Dataset rows on where objects appear
============================================================

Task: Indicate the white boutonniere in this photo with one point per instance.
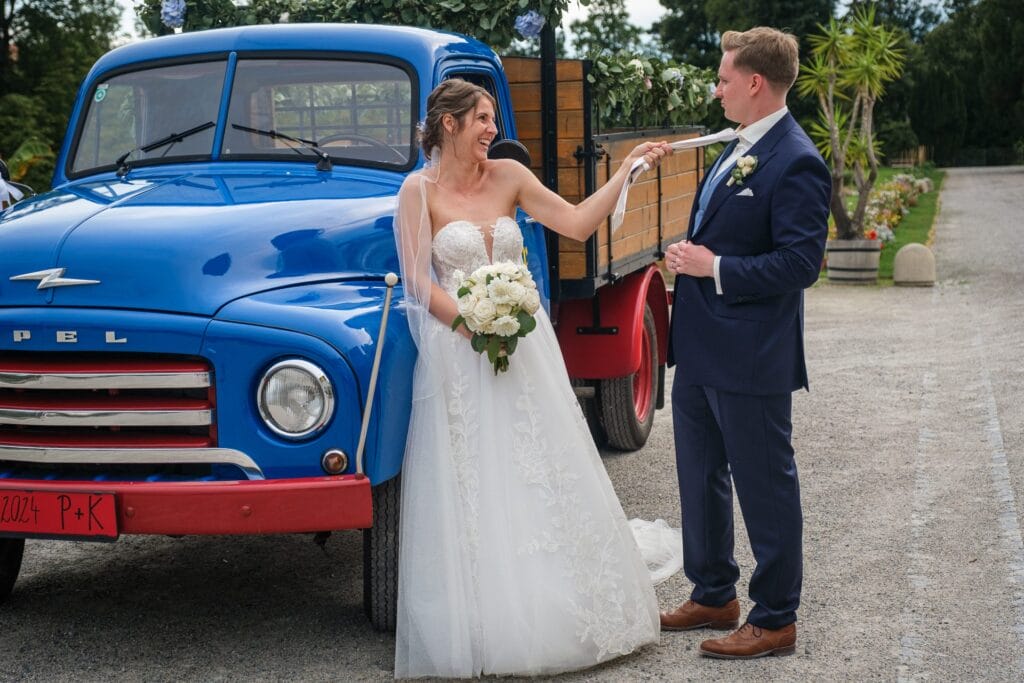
(744, 166)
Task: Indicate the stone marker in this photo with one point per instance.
(913, 266)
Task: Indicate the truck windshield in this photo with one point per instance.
(129, 111)
(357, 112)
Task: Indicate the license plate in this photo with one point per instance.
(58, 514)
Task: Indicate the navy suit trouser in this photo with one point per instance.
(718, 433)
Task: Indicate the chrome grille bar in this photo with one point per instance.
(20, 454)
(104, 380)
(70, 418)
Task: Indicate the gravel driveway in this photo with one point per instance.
(909, 444)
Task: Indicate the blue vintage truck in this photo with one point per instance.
(188, 318)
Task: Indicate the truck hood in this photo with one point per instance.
(192, 243)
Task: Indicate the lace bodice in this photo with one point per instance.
(461, 246)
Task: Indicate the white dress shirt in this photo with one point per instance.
(748, 137)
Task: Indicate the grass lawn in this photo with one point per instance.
(915, 225)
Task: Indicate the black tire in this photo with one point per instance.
(380, 557)
(11, 551)
(628, 403)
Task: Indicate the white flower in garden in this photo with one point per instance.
(507, 268)
(498, 302)
(172, 13)
(529, 24)
(484, 310)
(467, 304)
(504, 291)
(531, 301)
(506, 326)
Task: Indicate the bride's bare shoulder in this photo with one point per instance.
(508, 171)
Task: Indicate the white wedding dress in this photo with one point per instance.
(515, 554)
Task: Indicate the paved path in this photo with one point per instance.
(911, 453)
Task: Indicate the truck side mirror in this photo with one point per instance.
(510, 150)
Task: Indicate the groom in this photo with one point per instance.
(756, 239)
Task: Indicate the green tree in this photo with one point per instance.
(688, 35)
(606, 29)
(56, 42)
(913, 16)
(691, 31)
(969, 101)
(851, 62)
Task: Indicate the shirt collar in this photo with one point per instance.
(749, 135)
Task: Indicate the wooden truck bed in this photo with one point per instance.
(659, 203)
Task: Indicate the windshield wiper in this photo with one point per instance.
(173, 138)
(324, 160)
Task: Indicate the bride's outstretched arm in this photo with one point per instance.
(579, 221)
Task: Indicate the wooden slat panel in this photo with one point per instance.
(526, 96)
(527, 70)
(572, 265)
(569, 124)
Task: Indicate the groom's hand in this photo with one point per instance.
(686, 258)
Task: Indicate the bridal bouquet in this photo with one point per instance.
(497, 303)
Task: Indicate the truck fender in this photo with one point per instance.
(603, 341)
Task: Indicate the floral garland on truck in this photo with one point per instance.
(643, 92)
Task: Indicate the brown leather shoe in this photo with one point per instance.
(752, 641)
(695, 615)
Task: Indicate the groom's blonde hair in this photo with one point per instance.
(770, 52)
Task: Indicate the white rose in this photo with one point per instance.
(506, 268)
(500, 291)
(466, 304)
(484, 310)
(506, 326)
(531, 302)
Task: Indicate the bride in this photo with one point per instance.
(515, 554)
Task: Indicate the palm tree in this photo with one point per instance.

============================================================

Rewrite the lines above as a Markdown table with the columns Row and Line, numbering each line and leaving out blank ones. Leave the pictures out of the table.

| Row | Line |
|---|---|
| 1 | Task: Indicate the white boutonniere in this photo with one point per instance. |
| 2 | (744, 166) |
| 3 | Task: Indicate the stone marker in this photo with one point per instance. |
| 4 | (913, 266) |
| 5 | Task: Indicate the truck windshield in this photo with one point per instance. |
| 6 | (129, 111) |
| 7 | (357, 112) |
| 8 | Task: Indicate the license plate in this photo with one point per instance. |
| 9 | (58, 514) |
| 10 | Task: Indicate the navy suit trouser in this photo with one point per instance. |
| 11 | (718, 433) |
| 12 | Task: Indicate the chrome grille bar in this photo with one point per instance. |
| 13 | (20, 454) |
| 14 | (104, 380) |
| 15 | (70, 418) |
| 16 | Task: Indicate the gravel driveway in this photo with one point per instance. |
| 17 | (909, 444) |
| 18 | Task: Indicate the blue vintage truck in this photo with one point per instance. |
| 19 | (188, 318) |
| 20 | Task: Indicate the truck hood in this photo with one point per instance. |
| 21 | (192, 243) |
| 22 | Task: Indicate the lace bodice in this photo with one point per instance. |
| 23 | (461, 246) |
| 24 | Task: Indicate the white dress shirt in this photo with one point per instance. |
| 25 | (748, 137) |
| 26 | Task: Indicate the grass lawn in this photo with one point per instance. |
| 27 | (915, 225) |
| 28 | Task: Indicate the black tire in this photo with one point per instance. |
| 29 | (380, 557) |
| 30 | (11, 551) |
| 31 | (628, 403) |
| 32 | Task: Indicate the white flower in garden in this photo with one point per instance. |
| 33 | (507, 268) |
| 34 | (498, 302) |
| 35 | (172, 13) |
| 36 | (529, 24) |
| 37 | (484, 310) |
| 38 | (467, 304) |
| 39 | (504, 291) |
| 40 | (531, 301) |
| 41 | (506, 326) |
| 42 | Task: Indicate the bride's bare shoulder in this photo with one point per instance. |
| 43 | (508, 171) |
| 44 | Task: Indicate the white wedding dress in this photo with one point per instance. |
| 45 | (515, 554) |
| 46 | Task: Indicate the paved path in this photo with one point per instance. |
| 47 | (911, 453) |
| 48 | Task: Indicate the truck side mirror in this photo with one point per instance. |
| 49 | (510, 150) |
| 50 | Task: Indicate the groom in this photo with one point per instance. |
| 51 | (756, 239) |
| 52 | Task: Indicate the green tree in this photo with one point per instance. |
| 53 | (688, 35) |
| 54 | (606, 29) |
| 55 | (56, 42) |
| 56 | (913, 16) |
| 57 | (691, 31) |
| 58 | (969, 101) |
| 59 | (851, 62) |
| 60 | Task: Indicate the shirt collar in this photo with one point per instance. |
| 61 | (749, 135) |
| 62 | Task: Indicate the wooden truck bed in this photo with one point per instance. |
| 63 | (659, 203) |
| 64 | Task: Indicate the windshield wiper in this photo with one point per instance. |
| 65 | (173, 138) |
| 66 | (324, 160) |
| 67 | Task: Indicate the bride's outstretched arm in this photo with one point per instance. |
| 68 | (579, 221) |
| 69 | Task: Indicate the wooden slat panel in this photo with one point per instance. |
| 70 | (526, 96) |
| 71 | (527, 70) |
| 72 | (572, 265) |
| 73 | (569, 124) |
| 74 | Task: Indicate the groom's hand in this photo with one point per instance. |
| 75 | (686, 258) |
| 76 | Task: Indicate the bridal bouquet in this photo with one point per instance. |
| 77 | (497, 303) |
| 78 | Task: Indicate the truck fender in this photo with one point per instance. |
| 79 | (603, 341) |
| 80 | Task: Indicate the floral garland on truck in this photo with one point per instance. |
| 81 | (643, 92) |
| 82 | Task: Indicate the brown leather shoe in this photo with one point per instance. |
| 83 | (752, 641) |
| 84 | (695, 615) |
| 85 | Task: Indicate the groom's blonde hair in this photo with one point per instance. |
| 86 | (770, 52) |
| 87 | Task: Indicate the white rose in this photo with one point per instance. |
| 88 | (506, 268) |
| 89 | (500, 291) |
| 90 | (466, 304) |
| 91 | (484, 310) |
| 92 | (506, 326) |
| 93 | (531, 302) |
| 94 | Task: Indicate the bride in this photo with one point per instance. |
| 95 | (515, 554) |
| 96 | Task: Indicate the palm tree in this photo with one point per instance. |